• **Set tasks**
A. In the passage about the Zentz Ranch, what was the narrator paid per hour on the return visit the next summer?
B. Duplicate the passage about the Zentz Ranch from "Every summer until" up to and including "on my truck.".

• **Source text**
Our first visit to the Zentz Ranch, when I was seven years old, lasted only a couple of days. We pulled spotted knapweed with Pat, his wife, Suzie, and their three boys and helped move a few cows on horseback. My mother photographed every skeletal cottonwood and disintegrating outbuilding she could find. On the last evening, we drove out to a high bluff that Pat called Martini Ridge and watched the sky grow dark above the Crazy Mountains.
Emergent stars seemed closer than the horizon. When we left I pressed my face to a dusty backseat window and cried.
I came back the next summer—stayed longer, worked a little bit harder, got paid two bucks an hour. I learned to roll up rusty, ground-bound strands of barbwire. In the summers that followed, I built fence, fixed fence, moved cows, and learned how to catch and tack a horse. I drove a 1978 GMC High Sierra on tracks so rough my forehead smacked the steering wheel. When the work was done I lay faceup on the truck’s roof looking into the deep blue bowl of the sky. Thunderstorms rose in the southwest, raged a short while, and then blew east to die in the Badlands. The smell of wet dirt followed.
Every summer until I turned eighteen, I returned to the Zentz Ranch to work for nothing, or next to nothing, finding recompense in the little calluses on my palms. Whenever I went home to the damp claustrophobia of Seattle, I would dream about big, dry, lonely country. I pictured it each time I bought a ticket to anywhere or filled up the gas tank on my truck.

• **Provided data**

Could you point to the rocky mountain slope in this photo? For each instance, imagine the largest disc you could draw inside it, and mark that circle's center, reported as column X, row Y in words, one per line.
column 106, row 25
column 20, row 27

• **Worked solutions**
A. Two dollars ("two bucks") an hour.

B.
Every summer until I turned eighteen, I returned to the Zentz Ranch to work for nothing, or next to nothing, finding recompense in the little calluses on my palms. Whenever I went home to the damp claustrophobia of Seattle, I would dream about big, dry, lonely country. I pictured it each time I bought a ticket to anywhere or filled up the gas tank on my truck.